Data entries

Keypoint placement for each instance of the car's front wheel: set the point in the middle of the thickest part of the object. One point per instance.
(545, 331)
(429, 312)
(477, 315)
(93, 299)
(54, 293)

TASK GOAL: Rewrite all of the material above as a numbered list, omitting any blank lines.

ANSWER:
1. Keypoint placement for each instance of the car's front wheel: set the point in the middle of the thickest part of the object. One point per instance.
2. (545, 331)
3. (429, 312)
4. (477, 315)
5. (93, 299)
6. (54, 293)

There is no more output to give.